**What is required:** Quote each of the following records line for line, with no changes.
— Begin —
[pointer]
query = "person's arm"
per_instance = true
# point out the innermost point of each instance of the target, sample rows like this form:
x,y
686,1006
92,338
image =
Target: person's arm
— End —
**Solution for this exercise:**
[pointer]
query = "person's arm"
per_instance = true
# point out the innermost point of each instance of the target, sample rows like this form:
x,y
686,1006
92,338
image =
Target: person's arm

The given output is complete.